Things to do:
1. Using the abstract on similarity predicates, answer the following:
(a) How many instances made up the corpus?
(b) Which predicate is associated with visual comparisons?
(c) On what distinction is the synchronic account based?
2. Extend the abstract on similarity predicates with a further passage that follows on from its final sentence.

Passage provided:

*****

This paper investigates the ways English speakers employ the predicates like, similar, and resemble to express similarity in natural speech. A corpus of 450 instances was created and manually coded, and an acceptability rating experiment was conducted. Converging evidence from the corpus analysis and the experiment shows that the three predicates occur with the same range of uses, but differ in their propensities to occur with particular dimensions of similarity. Specifically, like is associated with metaphorical comparisons, and resemble is associated with visual comparisons. A synchronic account of these findings is developed, based on a distinction between conventionally encoded meaning and prototypical usage. A diachronic account is also proposed, highlighting the commonality in the predicates’ conceptual origins and the differences in their historical usage. This work has theoretical and methodological implications for the study of similarity. In particular, it raises the possibility that previous findings may be distorted due to a reliance on certain similarity predicates in the phrasing of experimental instructions and stimuli. It also ties into debates on synonymy, suggesting a shift in attention from a distinction between denotational and associative meaning, to the aforementioned distinction between conventional and prototypical meaning.

*****

Supplied information:

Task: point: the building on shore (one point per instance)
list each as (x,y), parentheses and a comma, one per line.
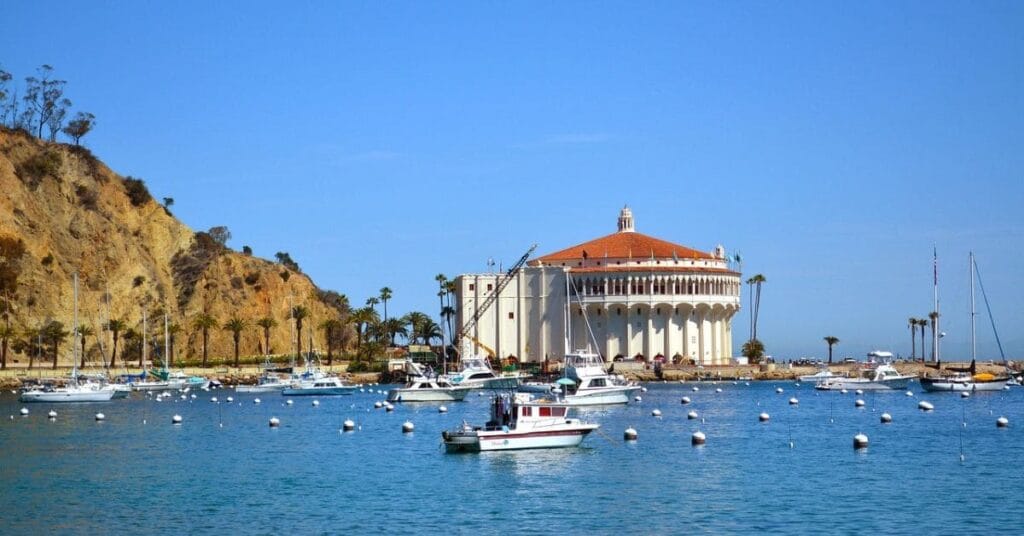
(631,296)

*****

Responses:
1.
(a) 450
(b) Resemble
(c) The distinction between conventionally encoded meaning and prototypical usage

2.
Acknowledgements

I wish to thank Mira Ariel, Yeshayahu Shen, Malka Rappaport Hovav, and participants at IGDAL 5 for insightful comments on earlier versions of this paper. I am also grateful for the constructive criticism and valuable suggestions by Dagmar Divjak, Dasha Hanzlikova and three anonymous reviewers. This research was supported by the Israel Science Foundation (grant no. 431/15 to Mira Ariel, and grant no. 1196/12 to Yeshayahu Shen).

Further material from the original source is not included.